Task instructions:
**1)** Answer these questions using the article on antibody testing:
(a) What position does Dr. Mike Ryan hold at WHO?
(b) On which day did President Donald Trump recommend that states begin to lessen restrictions?
(c) What do serological tests measure in blood?
**2)** Reproduce word for word the part of the article on antibody testing that runs from "In recent weeks, serological" down to "found in blood.".

Selected extract:

*-*-*

There may be no concrete way to tell if you are immune to the coronavirus, regardless if you’ve contracted it or not, according to a statement the World Health Organization (WHO) issued on Friday.
In recent weeks, serological tests — or antibody tests — have grown in popularity across the U.S. as a way to test if a nonsymptomatic COVID-19-positive patient has developed immunity to the disease by measuring certain proteins found in blood.
“There’s been an expectation that maybe herd immunity has been achieved and that the majority of people in society may have developed antibodies,” said Dr. Mike Ryan, executive director of WHO’s emergencies program. “I think the general evidence is pointing against that.”
President Donald Trump recommended Thursday that states begin to lessen restrictions on shelter-in-place orders and social distancing, as well as ramp up efforts to provide serology and other such testing to more Americans in the coming weeks. Based on WHO’s Friday announcement regarding the potential ineffectiveness of antibody tests, such efforts by Trump may prove to be pointless.
“It may not solve the problem that governments are trying to solve,” said Ryan. “Nobody is sure whether someone with antibodies is fully protected against having the disease or being exposed again.”

*-*-*

Supplied material:
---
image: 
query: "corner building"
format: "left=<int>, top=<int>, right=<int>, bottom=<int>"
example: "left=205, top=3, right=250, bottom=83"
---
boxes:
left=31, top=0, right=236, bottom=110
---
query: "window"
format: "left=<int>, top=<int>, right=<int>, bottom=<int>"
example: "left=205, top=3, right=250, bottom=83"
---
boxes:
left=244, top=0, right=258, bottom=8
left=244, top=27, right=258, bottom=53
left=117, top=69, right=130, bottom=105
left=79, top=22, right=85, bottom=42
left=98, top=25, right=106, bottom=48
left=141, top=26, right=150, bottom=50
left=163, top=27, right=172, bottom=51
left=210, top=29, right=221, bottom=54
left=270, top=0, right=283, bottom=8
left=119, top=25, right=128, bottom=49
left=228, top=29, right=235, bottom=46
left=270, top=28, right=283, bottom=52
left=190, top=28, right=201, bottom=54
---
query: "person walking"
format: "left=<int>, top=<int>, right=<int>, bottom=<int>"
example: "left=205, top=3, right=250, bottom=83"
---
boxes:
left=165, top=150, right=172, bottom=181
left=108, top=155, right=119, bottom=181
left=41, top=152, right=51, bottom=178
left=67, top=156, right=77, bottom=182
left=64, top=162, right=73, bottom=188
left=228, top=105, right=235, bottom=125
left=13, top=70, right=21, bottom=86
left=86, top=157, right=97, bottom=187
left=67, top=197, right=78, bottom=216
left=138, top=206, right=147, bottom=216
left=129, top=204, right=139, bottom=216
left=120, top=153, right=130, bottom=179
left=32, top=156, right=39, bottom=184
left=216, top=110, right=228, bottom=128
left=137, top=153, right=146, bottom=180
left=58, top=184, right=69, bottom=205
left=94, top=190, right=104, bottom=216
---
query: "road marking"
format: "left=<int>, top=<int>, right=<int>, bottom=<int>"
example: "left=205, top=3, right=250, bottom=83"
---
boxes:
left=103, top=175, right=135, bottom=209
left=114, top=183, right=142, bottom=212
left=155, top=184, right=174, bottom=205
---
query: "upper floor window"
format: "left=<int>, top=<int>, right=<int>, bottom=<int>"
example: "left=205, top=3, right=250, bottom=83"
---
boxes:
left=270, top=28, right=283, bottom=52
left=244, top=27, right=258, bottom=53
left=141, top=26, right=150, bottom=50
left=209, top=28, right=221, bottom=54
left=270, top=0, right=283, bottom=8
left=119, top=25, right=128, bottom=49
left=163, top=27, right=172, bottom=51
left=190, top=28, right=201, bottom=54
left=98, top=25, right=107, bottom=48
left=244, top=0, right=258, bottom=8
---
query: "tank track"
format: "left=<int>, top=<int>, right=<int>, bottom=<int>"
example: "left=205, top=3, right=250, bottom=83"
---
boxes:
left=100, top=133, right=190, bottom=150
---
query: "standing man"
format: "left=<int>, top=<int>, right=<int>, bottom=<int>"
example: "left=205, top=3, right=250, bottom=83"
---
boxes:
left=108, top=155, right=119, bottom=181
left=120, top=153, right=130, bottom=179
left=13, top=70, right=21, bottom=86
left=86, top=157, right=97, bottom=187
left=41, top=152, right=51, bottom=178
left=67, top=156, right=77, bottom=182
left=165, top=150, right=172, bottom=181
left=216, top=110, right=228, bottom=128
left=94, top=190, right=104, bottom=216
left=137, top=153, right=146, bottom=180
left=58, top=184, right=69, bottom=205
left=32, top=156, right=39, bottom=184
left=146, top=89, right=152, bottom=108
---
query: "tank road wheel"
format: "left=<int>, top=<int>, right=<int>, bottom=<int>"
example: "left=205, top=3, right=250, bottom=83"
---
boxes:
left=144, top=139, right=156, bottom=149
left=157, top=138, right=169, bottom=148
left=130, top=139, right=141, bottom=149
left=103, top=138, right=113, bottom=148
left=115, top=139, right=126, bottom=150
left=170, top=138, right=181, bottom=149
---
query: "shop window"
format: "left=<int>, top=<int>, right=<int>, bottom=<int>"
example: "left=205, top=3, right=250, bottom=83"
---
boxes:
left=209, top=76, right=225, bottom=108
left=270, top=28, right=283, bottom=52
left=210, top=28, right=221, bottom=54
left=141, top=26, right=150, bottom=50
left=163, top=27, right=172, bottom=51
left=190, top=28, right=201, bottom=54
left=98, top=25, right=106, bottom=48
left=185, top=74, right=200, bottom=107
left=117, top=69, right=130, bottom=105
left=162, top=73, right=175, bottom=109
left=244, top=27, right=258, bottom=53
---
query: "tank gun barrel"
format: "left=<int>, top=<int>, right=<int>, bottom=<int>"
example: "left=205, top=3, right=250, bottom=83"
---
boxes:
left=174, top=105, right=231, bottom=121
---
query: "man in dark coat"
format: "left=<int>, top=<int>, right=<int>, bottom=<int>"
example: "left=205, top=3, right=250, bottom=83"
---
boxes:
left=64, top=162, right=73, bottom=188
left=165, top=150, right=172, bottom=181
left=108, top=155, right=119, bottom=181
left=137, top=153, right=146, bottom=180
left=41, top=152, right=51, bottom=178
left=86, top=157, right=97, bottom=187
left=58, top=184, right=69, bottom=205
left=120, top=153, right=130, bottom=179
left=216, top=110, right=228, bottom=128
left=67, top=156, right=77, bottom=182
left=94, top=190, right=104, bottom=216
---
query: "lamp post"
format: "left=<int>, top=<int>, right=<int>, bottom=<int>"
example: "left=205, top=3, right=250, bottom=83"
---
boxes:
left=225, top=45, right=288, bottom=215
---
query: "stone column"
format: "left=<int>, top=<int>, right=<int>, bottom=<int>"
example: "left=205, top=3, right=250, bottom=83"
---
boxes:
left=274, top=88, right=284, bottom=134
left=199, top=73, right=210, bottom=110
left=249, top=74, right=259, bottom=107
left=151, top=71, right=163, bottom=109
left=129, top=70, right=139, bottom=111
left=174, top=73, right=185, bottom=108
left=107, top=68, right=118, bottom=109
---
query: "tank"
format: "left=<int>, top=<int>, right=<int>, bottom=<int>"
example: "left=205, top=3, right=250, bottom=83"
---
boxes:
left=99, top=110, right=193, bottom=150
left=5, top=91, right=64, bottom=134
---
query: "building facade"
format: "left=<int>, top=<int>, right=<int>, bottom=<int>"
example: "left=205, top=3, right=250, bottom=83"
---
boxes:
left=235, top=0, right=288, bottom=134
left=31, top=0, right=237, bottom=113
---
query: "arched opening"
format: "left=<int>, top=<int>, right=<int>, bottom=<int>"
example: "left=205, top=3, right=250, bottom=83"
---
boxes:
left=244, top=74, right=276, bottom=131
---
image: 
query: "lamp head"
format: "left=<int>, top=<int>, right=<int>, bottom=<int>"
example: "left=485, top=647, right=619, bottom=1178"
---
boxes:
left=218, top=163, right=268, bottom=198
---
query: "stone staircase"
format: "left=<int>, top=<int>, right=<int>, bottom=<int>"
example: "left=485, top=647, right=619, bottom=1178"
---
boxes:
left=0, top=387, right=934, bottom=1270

*-*-*

Outputs in order:
**1)**
(a) Executive director of WHO's emergencies program.
(b) Thursday.
(c) Certain proteins found in blood.

**2)**
In recent weeks, serological tests — or antibody tests — have grown in popularity across the U.S. as a way to test if a nonsymptomatic COVID-19-positive patient has developed immunity to the disease by measuring certain proteins found in blood.